▶ [The problem]: List each line of the records that contains the word "like", copying the whole line. Only matches with the same capitalization count.

Stored data entries:
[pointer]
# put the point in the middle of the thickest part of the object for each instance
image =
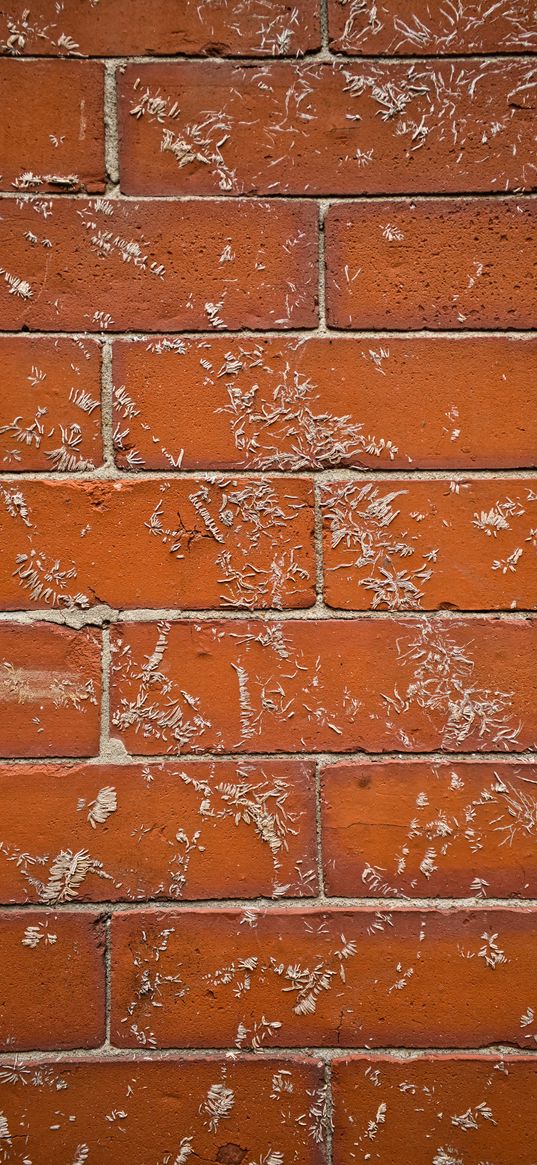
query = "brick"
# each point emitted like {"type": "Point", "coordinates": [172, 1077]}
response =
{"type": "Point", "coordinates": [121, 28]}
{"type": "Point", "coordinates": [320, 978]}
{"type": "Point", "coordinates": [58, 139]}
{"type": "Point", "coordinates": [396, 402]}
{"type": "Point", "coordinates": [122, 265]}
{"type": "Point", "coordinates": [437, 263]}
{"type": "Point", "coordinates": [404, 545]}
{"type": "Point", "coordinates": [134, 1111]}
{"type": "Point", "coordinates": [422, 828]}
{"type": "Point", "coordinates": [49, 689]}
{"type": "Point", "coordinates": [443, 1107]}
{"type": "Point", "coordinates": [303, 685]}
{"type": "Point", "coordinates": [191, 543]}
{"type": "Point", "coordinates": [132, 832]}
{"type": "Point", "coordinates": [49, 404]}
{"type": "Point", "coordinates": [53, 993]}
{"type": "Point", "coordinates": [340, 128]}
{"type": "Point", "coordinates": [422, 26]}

--

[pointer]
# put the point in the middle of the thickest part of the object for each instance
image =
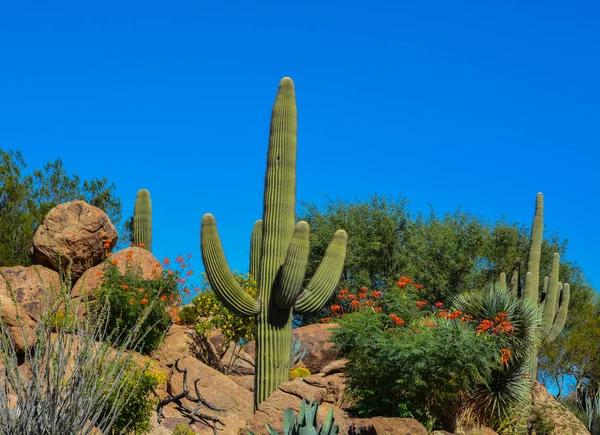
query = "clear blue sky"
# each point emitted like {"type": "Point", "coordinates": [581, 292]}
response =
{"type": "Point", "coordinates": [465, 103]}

...

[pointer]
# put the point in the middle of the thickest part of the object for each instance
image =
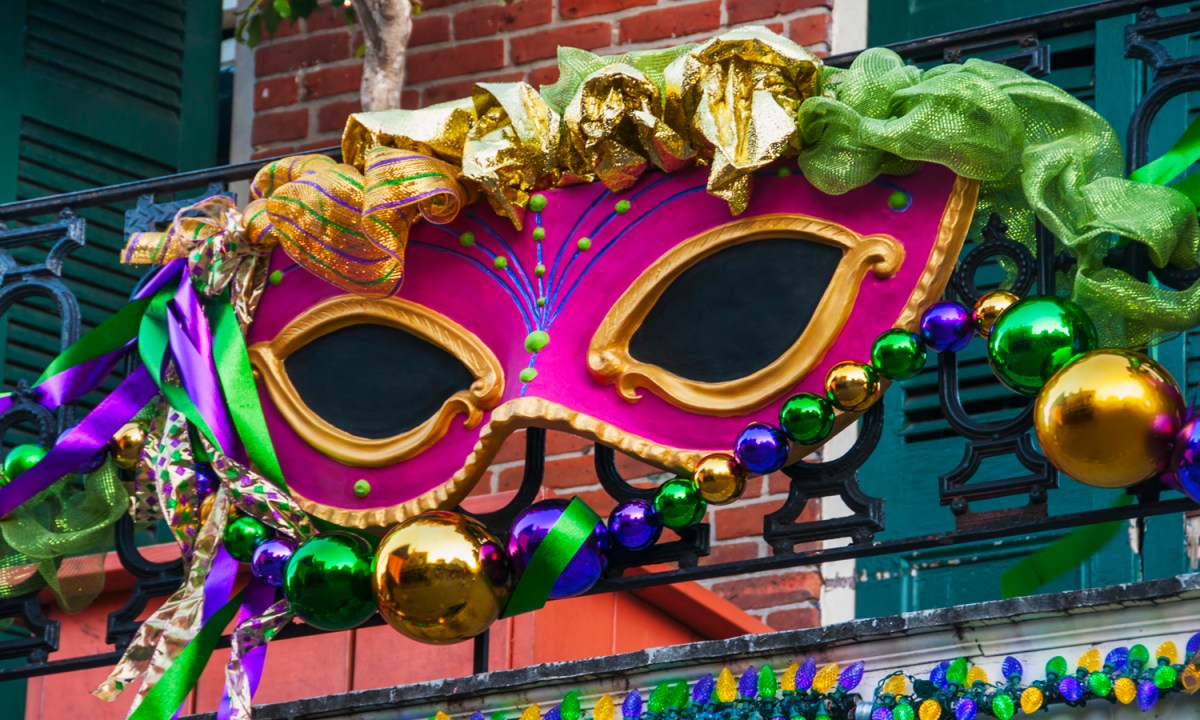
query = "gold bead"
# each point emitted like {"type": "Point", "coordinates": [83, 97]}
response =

▶ [Output of the exercise]:
# each point emitted like {"type": "Point", "coordinates": [172, 1077]}
# each point emitted like {"type": "Point", "coordinates": [581, 292]}
# each point emitted like {"type": "Point", "coordinates": [83, 97]}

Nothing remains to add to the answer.